#### Stated task
Print the entries below in their entirety, exactly as they are written.
☆ ☆ ☆ ☆ ☆ ☆ ☆
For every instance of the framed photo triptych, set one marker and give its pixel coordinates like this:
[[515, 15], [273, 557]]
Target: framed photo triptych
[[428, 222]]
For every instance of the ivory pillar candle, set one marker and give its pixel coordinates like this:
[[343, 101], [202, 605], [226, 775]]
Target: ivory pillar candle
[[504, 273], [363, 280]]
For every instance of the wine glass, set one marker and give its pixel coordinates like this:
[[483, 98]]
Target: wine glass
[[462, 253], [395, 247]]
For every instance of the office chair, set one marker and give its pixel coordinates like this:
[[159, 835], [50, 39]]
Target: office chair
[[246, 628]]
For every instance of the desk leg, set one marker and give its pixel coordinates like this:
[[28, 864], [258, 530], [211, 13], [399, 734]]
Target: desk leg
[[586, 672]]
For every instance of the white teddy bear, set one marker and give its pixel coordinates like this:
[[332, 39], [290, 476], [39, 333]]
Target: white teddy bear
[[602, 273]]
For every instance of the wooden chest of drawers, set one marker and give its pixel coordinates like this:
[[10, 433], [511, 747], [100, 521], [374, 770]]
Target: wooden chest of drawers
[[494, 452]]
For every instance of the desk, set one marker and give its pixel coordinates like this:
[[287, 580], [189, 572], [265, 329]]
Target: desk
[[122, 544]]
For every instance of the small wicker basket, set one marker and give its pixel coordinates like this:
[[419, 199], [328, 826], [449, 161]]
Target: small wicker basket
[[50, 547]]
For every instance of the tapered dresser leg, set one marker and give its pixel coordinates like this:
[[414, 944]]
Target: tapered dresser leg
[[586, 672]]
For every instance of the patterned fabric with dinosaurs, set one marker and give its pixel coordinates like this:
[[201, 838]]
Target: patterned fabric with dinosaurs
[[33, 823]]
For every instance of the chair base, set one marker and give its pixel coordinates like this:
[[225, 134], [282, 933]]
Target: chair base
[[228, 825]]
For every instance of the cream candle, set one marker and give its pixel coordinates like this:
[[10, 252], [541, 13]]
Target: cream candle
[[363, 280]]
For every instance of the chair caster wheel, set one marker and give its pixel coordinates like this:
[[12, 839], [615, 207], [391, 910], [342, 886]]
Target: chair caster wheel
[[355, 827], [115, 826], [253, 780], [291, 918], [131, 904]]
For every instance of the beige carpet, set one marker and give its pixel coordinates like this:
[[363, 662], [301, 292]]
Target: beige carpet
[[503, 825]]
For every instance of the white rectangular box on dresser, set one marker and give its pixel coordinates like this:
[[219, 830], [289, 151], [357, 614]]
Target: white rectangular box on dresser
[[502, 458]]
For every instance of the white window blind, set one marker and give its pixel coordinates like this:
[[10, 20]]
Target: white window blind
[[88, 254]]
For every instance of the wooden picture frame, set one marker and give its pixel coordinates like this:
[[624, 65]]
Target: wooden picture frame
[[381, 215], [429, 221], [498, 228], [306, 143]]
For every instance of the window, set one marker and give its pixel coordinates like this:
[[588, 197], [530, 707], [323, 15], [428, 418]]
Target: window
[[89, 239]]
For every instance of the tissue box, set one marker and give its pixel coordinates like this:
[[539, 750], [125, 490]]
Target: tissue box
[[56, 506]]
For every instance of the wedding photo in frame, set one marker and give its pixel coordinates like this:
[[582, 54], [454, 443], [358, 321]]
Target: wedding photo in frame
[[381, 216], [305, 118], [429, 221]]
☆ ☆ ☆ ☆ ☆ ☆ ☆
#### Answer to this task
For every instance of the framed photo triptych, set one marker and give its pixel coordinates like this:
[[515, 15], [273, 557]]
Target: framed photo triptych
[[428, 222]]
For every instance of the ivory pillar candle, set one marker and give its pixel coordinates like this:
[[343, 101], [202, 605], [226, 775]]
Target: ivory pillar candle
[[504, 273], [363, 280]]
For every instance of the wine glass, set one marker and give its pixel coordinates like this:
[[483, 98]]
Target: wine glass
[[462, 253], [395, 247]]
For every instance of the office chair, set one marker and give its pixel coordinates like this:
[[159, 835], [50, 39]]
Target: office chair
[[246, 628]]
For every instance of the desk leg, set one marker and give its pixel coordinates like this:
[[28, 864], [258, 530], [211, 13], [399, 734]]
Target: desk leg
[[586, 672]]
For every instance of the white teddy bear, set one marker and give its pixel coordinates like this:
[[332, 39], [290, 476], [39, 333]]
Target: white teddy bear
[[602, 273]]
For every instance of the wooden chest of drawers, set one marker and give its pixel coordinates like this:
[[10, 433], [511, 747], [100, 521], [374, 770]]
Target: wooden chest of drawers
[[494, 452]]
For every instance of the desk, set one marker and give its pixel coordinates like this:
[[287, 580], [189, 572], [265, 329]]
Target: desk
[[122, 544]]
For every instance of the small wicker basket, set one marker and give its pixel coordinates like this:
[[419, 199], [328, 826], [449, 161]]
Target: small wicker basket
[[50, 547]]
For every instance of the tapered dresser leg, set one marker and give its pixel coordinates like this:
[[414, 944]]
Target: tapered dresser leg
[[586, 672]]
For every instance of the patterned fabric with dinosaurs, set one marker and give its pixel coordinates like this:
[[201, 838]]
Target: patterned fabric with dinosaurs
[[33, 823]]
For every instance of the chair base, set one marker and give its pixel coordinates like this:
[[225, 134], [282, 933]]
Target: chair base
[[228, 825]]
For every instance of the cream candle, set one marker and give its pixel coordinates like this:
[[10, 252], [541, 13]]
Target: cream candle
[[363, 280]]
For every instance of the chair caster wheel, set one marker and give its pixel coordinates like this:
[[12, 839], [615, 207], [391, 910], [342, 886]]
Target: chair caster wheel
[[355, 827], [115, 826], [253, 780], [291, 918], [131, 904]]
For every instance of the beige carpet, set one marker and give its pixel coordinates like this:
[[363, 662], [301, 292]]
Target: beige carpet
[[503, 825]]
For every instance of the white rectangular box on dresser, set one marker and give its pixel coordinates like this:
[[219, 830], [289, 151], [357, 614]]
Target: white rectangular box on dresser
[[502, 458]]
For every instance of the white window blind, set one marker and give its pixel coordinates like this:
[[10, 20]]
Target: white window blind
[[88, 254]]
For every instance of the wooden picture frame, set one marker and give its pixel coordinates like this:
[[624, 65]]
Target: wooden picture frame
[[381, 215], [429, 221], [498, 228], [306, 143]]
For every instance of the window, set one marker and give its pixel coordinates like this:
[[588, 197], [530, 707], [323, 15], [428, 418]]
Target: window
[[89, 239]]
For every instance of the tissue box, set one marker and give its pixel coordinates like this:
[[539, 750], [125, 490]]
Target: tissue box
[[56, 506]]
For every instance of the wedding photo in frame, set one marker and give its pixel coordinates like this:
[[582, 54], [454, 443], [358, 321]]
Target: wedding photo in frame
[[381, 216], [305, 118], [429, 221]]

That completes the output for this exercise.